## DOCUMENT EXCERPT
Wednesday, January 03, 2007

The Zombie Lists, Part IV

We are getting far beyond the point in the new year where one can still decently post a Best Of list, but I'm not quite done yet. The Zombie household took in a record number of concerts this year, and here are some of our favourites, in no particular order:
Top 06 Concerts of 06
Wilco / Elliott Brood
- there was Jeff Tweedy on crutches, sporting a scruffy beard on that baby face, but despite the lameness and the facial furniture, Wilco rocked Mac Hall down to the bricks. And I almost got into a fight with a couple of 8-foot guys who wouldn't shut up about how great their cell phones were.
We had no idea who was opening and were super pleased to discover it was none other than the glorious death-country trio out of Ontario - Elliott Brood.
the Constantines / Chad VanGaalen / Blood Meridian
- this was my first real exposure to the strange and beautiful local multi-media wunderkind, Chad VanGaalen as he opened for the hardest working band in Canada. The Cons, as totally expected, blew us all out of the water with their glorious hard rocking stage show. And in true Canadian indie comradery fashion, Bry Webb of the Cons played bass for Chad, while Chad returned the favour for the Cons later.
The presence of Blood Meridian added a strange hippie/trucker mix to the largely indie kid audience, but nothing could surpass the dedication of the fan-boy who brought Chad a pair of sunglasses and then introduced him to his mom.
Billy Bragg
- I kept forgetting whether I was at a musical concert or a standup comedy show. Aside from the impassioned and timeless music, Billy Bragg has hands down, the best on-stage patter. And the man is dead funny. Panties were in serious danger of being peed.
Chad VanGaalen / Agnostic Mountain Gospel Choir
- Chad VanGaalen's album release party at an old downtown theatre was a truly multi-media celebration befitting this multi-facetted artist. The large elephant and frog cutouts decorating the stage, the screening of the musician's original artwork and animations projected at the back of the stage, the stories that this gentle giant had us in absolute stitches over almost, but not quite, surpassed the strange beauty of his music.
And to have the whole evening start off with some of the growliest, dirtiest, stompiest blues from the scruffy bearded faces of the Agnostic Mountain Gospel Choir, well that was sublime.
Matthew Good / Melissa McClelland
- in a huge departure from his rocking shows of the past, but in keeping with the stripped down acoustic reworkings offered on the In a Coma double cd/dvd set (of which I have an autographed copy), Matthew Good took his guitar and hit the road without a band. The table seating at the concert added an intimacy that suited the intimate presentation of the music so beautifully, and really showcased Matt's amazing voice.
The eight-song encore sort of made us suspect that Matt didn't want us to go home at all, and the opening act by Melissa McClelland was quite lovely.
The Calgary Folk Festival
- This really needs a category all its own, as it is actually 4 days of music, featuring dozens of musicians from around the world, all within the setting of the beautiful and intimate Prince's Island Park. The highlights for me are always the workshops where you can see the most imaginative and creative combinations of musicians jamming away in a shaded glen.

## WRITTEN REQUEST A
Do these statements agree with the concert post? Answer yes or no for each, quoting the words that decide it. (i) Jeff Tweedy performed on crutches. (ii) The writer knew beforehand that Elliott Brood would open for Wilco. (iii) Matthew Good toured with a full band.
The concert post and the entries below it are unrelated.

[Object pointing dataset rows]

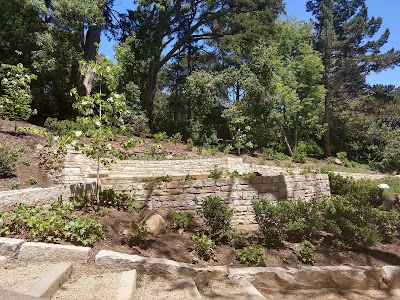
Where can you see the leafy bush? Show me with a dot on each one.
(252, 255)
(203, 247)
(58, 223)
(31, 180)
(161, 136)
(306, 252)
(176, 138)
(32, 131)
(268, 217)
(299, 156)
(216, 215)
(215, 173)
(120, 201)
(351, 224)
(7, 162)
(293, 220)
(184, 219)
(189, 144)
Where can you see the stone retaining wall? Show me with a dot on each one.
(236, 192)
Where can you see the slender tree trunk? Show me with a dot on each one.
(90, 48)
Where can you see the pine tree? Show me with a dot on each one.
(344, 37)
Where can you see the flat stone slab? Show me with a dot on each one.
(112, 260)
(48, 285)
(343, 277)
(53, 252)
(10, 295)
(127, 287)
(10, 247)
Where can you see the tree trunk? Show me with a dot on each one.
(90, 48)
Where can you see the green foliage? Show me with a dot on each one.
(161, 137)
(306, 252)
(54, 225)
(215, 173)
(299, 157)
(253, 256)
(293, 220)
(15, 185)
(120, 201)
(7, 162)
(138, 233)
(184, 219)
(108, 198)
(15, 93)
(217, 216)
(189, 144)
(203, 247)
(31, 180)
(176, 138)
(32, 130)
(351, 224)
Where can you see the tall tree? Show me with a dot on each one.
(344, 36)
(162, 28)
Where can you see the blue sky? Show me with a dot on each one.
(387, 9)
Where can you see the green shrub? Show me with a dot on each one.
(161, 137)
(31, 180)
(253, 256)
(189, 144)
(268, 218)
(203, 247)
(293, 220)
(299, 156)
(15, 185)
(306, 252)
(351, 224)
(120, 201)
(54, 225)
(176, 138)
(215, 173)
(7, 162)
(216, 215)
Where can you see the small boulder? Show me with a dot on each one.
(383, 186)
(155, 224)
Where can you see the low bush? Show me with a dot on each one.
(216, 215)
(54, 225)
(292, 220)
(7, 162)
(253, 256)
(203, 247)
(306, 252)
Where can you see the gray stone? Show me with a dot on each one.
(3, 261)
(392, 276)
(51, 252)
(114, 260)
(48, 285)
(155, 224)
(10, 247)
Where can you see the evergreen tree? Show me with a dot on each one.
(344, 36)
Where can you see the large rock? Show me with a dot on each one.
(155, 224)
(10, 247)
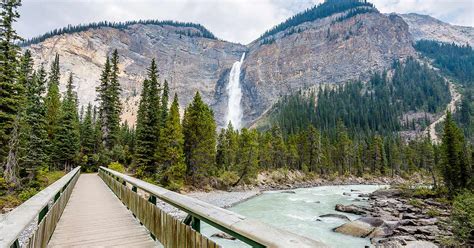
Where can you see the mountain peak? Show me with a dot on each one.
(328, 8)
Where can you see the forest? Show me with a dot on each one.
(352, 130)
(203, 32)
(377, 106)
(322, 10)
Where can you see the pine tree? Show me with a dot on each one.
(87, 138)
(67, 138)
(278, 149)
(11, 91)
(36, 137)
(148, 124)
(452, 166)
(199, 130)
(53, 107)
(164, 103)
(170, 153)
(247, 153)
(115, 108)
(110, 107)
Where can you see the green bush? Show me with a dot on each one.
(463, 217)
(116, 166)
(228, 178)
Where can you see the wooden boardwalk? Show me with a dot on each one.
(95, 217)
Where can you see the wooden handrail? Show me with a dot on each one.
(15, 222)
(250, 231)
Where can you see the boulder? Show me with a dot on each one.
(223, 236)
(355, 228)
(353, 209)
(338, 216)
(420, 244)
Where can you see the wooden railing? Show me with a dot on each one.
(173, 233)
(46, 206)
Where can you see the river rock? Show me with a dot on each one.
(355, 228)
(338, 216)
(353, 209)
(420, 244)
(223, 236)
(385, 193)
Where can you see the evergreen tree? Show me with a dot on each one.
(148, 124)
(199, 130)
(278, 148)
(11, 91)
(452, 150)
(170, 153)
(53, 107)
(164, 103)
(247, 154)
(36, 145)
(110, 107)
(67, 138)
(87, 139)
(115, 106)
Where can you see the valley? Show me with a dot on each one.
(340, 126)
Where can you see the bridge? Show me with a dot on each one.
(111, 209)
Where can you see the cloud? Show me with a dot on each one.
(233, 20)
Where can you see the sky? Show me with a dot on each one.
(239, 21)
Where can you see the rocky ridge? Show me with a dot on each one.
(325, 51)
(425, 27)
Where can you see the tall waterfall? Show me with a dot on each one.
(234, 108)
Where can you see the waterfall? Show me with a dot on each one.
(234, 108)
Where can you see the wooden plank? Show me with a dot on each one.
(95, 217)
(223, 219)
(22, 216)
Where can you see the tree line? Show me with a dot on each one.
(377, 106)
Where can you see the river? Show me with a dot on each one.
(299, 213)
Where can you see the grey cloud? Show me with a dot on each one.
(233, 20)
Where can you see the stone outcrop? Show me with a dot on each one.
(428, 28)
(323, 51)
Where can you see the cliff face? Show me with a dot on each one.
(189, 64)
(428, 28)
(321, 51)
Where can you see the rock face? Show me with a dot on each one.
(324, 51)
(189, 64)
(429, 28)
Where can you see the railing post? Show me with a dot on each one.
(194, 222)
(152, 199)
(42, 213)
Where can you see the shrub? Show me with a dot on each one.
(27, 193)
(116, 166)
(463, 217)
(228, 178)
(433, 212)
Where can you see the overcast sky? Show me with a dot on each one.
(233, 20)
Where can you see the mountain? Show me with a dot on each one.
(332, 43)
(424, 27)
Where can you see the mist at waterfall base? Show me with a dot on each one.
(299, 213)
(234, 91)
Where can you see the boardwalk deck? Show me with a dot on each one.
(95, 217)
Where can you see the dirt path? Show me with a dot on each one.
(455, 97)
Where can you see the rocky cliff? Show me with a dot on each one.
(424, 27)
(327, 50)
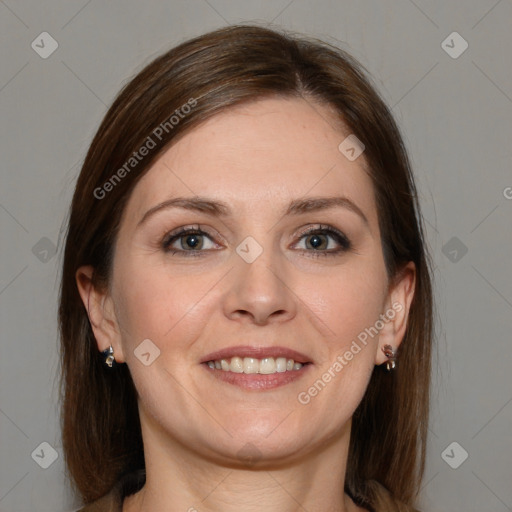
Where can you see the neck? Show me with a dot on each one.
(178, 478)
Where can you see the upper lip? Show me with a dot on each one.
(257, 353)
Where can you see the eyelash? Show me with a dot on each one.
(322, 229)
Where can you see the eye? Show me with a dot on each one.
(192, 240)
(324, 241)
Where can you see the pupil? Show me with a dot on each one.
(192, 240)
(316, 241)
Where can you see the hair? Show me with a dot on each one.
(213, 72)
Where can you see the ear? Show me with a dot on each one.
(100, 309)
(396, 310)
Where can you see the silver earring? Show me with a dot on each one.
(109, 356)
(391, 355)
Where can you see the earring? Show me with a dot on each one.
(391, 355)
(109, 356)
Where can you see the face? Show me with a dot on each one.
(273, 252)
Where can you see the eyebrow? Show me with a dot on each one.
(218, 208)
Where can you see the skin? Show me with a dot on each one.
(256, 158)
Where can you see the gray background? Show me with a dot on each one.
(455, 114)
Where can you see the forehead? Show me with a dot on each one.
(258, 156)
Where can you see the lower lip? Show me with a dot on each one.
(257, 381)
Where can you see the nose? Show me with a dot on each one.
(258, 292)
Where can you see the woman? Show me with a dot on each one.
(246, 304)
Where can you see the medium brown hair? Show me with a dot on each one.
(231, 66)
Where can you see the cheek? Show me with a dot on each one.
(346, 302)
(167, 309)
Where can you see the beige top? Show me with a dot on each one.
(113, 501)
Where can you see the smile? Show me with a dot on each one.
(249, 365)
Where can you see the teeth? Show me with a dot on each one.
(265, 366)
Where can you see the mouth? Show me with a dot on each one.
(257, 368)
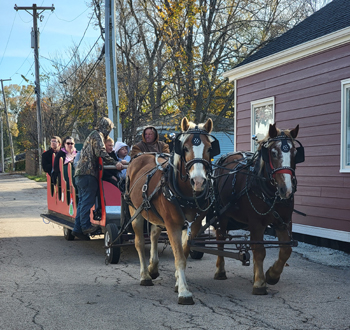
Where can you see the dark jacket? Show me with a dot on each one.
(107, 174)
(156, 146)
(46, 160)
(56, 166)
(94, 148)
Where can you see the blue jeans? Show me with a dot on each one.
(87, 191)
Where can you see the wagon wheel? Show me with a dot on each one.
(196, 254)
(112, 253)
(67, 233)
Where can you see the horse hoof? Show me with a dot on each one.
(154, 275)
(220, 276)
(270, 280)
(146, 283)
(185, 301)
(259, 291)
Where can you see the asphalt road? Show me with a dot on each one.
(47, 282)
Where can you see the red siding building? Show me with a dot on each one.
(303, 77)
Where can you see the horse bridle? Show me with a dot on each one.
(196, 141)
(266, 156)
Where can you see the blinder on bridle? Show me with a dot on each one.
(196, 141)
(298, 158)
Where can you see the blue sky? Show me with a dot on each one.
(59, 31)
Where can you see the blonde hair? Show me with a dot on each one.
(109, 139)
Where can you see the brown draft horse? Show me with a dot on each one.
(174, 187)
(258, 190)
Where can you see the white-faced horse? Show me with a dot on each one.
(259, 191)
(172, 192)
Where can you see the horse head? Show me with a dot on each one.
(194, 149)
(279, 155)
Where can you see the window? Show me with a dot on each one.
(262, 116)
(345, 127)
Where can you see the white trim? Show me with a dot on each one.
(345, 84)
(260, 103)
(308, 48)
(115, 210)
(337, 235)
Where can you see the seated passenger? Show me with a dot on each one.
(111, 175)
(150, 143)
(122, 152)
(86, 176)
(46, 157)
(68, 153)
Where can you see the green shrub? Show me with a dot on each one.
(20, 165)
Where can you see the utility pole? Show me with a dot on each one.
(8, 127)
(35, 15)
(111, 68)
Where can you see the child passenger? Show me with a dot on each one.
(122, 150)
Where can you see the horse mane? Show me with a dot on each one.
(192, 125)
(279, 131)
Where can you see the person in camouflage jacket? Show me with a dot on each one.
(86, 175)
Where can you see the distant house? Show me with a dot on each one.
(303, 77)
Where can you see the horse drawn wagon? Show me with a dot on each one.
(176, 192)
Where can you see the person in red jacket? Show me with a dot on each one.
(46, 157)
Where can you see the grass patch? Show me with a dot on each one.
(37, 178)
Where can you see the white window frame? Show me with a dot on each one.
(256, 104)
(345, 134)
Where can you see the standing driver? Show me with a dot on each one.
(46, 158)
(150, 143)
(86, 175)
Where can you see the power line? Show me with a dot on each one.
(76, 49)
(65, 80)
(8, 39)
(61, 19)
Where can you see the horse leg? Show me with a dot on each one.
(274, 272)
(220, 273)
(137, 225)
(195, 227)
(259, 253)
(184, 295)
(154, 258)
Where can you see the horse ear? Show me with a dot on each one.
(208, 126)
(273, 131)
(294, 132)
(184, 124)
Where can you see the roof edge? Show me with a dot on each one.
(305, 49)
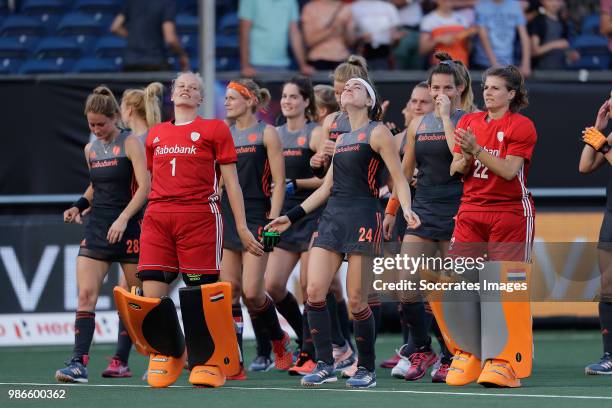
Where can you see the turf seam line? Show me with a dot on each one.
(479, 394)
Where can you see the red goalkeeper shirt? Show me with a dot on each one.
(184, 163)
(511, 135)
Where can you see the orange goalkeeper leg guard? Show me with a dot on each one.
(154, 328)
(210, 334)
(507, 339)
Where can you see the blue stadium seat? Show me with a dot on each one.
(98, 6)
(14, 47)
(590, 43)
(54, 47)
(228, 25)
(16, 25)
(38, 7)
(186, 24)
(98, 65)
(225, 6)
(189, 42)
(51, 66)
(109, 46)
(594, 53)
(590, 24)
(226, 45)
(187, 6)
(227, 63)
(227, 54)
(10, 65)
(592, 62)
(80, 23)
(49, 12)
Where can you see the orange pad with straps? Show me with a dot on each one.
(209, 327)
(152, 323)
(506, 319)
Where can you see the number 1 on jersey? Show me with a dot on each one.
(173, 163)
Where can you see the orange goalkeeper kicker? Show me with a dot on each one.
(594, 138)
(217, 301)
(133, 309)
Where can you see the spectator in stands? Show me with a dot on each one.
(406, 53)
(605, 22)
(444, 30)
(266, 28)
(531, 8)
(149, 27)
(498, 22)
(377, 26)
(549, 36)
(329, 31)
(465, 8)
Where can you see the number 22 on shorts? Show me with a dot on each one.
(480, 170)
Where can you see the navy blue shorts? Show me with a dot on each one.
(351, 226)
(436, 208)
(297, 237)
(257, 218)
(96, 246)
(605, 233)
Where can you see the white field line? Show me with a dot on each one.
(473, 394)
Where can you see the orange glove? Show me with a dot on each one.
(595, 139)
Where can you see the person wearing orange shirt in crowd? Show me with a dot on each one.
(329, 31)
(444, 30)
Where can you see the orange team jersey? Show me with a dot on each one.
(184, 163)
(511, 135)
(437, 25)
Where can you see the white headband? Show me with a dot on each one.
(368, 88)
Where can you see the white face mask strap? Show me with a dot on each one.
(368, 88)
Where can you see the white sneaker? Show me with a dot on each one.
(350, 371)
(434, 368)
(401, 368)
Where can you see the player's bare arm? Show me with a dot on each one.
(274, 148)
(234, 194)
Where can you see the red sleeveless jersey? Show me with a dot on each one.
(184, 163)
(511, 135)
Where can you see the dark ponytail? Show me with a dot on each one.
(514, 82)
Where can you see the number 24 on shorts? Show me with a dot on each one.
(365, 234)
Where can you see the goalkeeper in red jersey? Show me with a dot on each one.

## WRITTEN REQUEST B
Can you write out the entries again, from the line with "Where can you see the number 24" through the end of the entries, keeping the requests and adding 90 to every coordinate in the answers?

## FINAL RESULT A
(i) Yes: "there was Jeff Tweedy on crutches"
(ii) No: "We had no idea who was opening"
(iii) No: "Matthew Good took his guitar and hit the road without a band"

## FINAL RESULT B
Where can you see the number 24 on shorts? Show me with a dot on each one.
(455, 324)
Where can you see the goalkeeper in red jersey? Show me with a dot on each one.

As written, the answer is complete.